* _Given information_:
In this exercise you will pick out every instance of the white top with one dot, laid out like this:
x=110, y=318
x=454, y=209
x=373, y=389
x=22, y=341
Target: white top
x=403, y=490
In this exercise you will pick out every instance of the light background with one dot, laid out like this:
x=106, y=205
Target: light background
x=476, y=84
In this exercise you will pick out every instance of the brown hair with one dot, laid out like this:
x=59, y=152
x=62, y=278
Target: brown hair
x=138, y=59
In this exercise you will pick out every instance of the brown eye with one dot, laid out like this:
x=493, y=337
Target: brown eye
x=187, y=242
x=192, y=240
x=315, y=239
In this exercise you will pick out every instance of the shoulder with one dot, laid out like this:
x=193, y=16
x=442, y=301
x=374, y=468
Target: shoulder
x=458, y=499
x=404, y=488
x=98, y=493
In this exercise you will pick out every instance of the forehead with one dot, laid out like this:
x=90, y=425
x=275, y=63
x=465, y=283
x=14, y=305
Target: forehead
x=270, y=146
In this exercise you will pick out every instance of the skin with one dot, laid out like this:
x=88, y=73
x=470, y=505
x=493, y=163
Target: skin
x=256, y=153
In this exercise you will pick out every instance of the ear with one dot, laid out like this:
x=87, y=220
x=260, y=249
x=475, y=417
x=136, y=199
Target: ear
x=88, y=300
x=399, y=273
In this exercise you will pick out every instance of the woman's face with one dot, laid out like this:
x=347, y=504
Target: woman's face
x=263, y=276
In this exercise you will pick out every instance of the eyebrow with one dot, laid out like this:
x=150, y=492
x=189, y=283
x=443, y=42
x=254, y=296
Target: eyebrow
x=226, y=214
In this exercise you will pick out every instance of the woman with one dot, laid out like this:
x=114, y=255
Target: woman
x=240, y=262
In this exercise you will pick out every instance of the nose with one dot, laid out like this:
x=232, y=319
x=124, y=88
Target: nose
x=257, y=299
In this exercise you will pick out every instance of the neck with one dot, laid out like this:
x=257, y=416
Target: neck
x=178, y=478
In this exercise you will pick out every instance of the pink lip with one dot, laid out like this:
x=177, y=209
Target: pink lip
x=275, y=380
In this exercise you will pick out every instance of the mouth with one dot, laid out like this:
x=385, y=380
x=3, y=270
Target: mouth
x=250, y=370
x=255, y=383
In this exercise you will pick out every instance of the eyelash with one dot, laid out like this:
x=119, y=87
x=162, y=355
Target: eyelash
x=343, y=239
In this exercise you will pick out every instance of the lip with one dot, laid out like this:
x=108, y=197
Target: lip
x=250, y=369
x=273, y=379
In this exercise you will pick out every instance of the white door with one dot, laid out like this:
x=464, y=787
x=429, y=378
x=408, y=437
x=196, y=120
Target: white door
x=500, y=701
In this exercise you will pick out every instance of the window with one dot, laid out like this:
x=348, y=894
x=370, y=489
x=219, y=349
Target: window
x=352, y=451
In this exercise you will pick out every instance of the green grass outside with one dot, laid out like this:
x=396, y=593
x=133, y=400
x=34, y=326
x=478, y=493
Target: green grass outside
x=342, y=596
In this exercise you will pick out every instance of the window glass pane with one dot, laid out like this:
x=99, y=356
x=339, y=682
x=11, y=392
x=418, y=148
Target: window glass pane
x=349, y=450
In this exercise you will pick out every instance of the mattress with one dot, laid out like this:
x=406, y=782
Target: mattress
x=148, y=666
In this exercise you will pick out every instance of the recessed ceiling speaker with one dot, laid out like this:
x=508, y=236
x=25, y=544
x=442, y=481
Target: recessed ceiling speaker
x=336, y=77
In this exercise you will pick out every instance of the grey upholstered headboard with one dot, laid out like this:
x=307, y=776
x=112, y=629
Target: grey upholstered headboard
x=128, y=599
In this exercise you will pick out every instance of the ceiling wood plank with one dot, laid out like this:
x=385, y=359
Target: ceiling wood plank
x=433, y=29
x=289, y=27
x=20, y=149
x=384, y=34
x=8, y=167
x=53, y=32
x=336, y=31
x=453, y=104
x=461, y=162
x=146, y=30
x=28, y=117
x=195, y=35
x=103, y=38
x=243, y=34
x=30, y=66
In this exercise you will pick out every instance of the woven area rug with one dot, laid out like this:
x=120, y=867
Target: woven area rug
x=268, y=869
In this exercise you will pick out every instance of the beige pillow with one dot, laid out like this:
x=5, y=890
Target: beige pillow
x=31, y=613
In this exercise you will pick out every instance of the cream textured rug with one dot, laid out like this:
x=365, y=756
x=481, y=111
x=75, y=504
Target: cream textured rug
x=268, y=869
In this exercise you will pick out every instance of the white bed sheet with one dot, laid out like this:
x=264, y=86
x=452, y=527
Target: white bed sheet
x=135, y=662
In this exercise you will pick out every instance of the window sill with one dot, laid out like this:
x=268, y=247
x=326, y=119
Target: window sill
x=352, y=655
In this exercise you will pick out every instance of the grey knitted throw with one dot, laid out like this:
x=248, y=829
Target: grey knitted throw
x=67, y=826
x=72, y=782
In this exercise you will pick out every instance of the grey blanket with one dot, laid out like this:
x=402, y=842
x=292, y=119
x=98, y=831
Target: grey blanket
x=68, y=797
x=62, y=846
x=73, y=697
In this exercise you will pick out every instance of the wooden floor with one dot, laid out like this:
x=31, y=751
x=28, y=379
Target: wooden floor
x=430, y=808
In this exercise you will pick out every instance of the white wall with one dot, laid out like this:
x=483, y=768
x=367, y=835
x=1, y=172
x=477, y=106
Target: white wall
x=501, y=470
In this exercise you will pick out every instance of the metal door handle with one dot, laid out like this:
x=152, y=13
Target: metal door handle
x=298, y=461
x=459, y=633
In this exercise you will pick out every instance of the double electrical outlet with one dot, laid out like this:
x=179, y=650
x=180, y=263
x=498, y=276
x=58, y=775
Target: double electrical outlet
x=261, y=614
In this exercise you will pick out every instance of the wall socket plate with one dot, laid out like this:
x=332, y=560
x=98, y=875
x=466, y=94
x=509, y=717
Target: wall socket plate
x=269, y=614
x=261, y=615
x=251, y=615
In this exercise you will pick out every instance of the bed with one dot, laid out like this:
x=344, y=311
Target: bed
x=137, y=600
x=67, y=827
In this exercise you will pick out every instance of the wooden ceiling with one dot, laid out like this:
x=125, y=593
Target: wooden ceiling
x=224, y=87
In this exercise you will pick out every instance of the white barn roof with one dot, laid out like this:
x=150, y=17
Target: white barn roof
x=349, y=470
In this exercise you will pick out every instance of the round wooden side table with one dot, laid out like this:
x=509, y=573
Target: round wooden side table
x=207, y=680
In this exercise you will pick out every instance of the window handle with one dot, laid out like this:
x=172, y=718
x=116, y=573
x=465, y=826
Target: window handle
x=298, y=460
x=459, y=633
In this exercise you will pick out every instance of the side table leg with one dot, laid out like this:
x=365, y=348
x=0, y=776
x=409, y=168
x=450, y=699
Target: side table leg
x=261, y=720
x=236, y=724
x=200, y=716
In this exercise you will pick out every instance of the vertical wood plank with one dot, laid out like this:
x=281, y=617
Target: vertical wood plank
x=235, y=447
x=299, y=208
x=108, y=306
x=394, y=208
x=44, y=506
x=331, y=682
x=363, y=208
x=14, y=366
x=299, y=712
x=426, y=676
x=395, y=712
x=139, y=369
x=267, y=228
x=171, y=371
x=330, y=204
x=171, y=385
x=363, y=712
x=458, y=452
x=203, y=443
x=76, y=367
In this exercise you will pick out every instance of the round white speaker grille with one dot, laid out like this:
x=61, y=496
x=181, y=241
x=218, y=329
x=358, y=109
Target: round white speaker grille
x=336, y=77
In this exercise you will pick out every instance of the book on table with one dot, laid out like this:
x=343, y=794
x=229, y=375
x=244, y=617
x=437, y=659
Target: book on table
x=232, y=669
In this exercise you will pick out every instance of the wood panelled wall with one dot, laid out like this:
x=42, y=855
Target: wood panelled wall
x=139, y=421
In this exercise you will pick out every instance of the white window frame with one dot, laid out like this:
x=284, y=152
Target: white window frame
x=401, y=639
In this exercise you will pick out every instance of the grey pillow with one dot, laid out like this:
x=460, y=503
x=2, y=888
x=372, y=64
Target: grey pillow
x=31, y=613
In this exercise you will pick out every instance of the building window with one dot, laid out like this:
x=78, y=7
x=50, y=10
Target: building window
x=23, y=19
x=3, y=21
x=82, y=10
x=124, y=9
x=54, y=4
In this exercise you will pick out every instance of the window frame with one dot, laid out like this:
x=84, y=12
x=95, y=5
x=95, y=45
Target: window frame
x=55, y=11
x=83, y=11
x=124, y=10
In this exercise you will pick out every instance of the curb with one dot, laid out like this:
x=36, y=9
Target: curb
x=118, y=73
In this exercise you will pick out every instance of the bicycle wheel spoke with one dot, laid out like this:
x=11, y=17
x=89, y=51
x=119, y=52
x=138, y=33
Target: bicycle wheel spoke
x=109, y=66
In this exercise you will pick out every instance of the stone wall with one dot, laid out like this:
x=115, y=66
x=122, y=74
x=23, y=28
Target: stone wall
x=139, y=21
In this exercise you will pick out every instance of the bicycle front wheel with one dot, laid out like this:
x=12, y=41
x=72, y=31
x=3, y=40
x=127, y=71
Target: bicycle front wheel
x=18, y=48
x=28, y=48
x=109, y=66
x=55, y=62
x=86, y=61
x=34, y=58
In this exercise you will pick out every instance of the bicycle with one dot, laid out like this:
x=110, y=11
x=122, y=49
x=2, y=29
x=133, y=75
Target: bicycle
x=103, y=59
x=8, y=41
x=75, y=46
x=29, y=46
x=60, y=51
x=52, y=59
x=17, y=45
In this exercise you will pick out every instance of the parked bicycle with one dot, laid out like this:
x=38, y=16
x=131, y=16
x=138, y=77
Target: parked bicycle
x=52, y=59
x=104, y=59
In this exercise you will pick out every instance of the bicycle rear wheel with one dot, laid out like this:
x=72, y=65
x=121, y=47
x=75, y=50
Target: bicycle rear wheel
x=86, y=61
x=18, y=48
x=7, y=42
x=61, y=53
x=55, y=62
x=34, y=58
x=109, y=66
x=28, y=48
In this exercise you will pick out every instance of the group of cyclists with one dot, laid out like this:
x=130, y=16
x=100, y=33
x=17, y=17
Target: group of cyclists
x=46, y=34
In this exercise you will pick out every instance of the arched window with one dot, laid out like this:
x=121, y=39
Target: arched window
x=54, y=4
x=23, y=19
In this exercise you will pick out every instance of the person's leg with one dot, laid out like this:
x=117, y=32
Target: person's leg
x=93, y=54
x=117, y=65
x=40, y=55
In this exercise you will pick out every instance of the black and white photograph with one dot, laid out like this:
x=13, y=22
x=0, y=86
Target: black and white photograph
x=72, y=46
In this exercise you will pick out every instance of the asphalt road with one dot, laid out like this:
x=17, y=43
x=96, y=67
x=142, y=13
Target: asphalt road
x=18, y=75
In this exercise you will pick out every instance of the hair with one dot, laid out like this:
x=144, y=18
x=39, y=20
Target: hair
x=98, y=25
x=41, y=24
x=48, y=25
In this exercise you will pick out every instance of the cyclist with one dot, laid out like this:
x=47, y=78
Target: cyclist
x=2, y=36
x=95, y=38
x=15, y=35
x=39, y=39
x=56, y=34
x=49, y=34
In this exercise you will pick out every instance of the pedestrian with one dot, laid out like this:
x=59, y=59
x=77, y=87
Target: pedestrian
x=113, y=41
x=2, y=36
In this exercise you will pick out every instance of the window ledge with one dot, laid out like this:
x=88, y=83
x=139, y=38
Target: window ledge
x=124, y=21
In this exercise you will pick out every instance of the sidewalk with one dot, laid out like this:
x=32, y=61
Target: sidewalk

* _The problem_:
Could you convert everything from the line containing "the brown eye" down to the line containing "x=256, y=153", both lines included, into a JSON list of strings with one string per line and no blank lines?

* _Solution_:
[
  "In this exercise you will pick out every instance of the brown eye with one dot, laid out like this:",
  "x=493, y=337",
  "Target: brown eye",
  "x=187, y=242",
  "x=192, y=240",
  "x=315, y=239",
  "In this exercise you will pick out every instance of the shoulder with one dot, laid out like this:",
  "x=193, y=16",
  "x=442, y=301",
  "x=374, y=468",
  "Target: shoulder",
  "x=458, y=499",
  "x=404, y=488",
  "x=98, y=493",
  "In this exercise you will pick out every instance of the forehead with one dot, laid out like this:",
  "x=90, y=425",
  "x=275, y=63",
  "x=465, y=283",
  "x=14, y=305",
  "Target: forehead",
  "x=270, y=146",
  "In this exercise you will pick out every instance of the skin with one dot, laid out like this:",
  "x=88, y=73",
  "x=470, y=505",
  "x=493, y=163",
  "Target: skin",
  "x=256, y=153"
]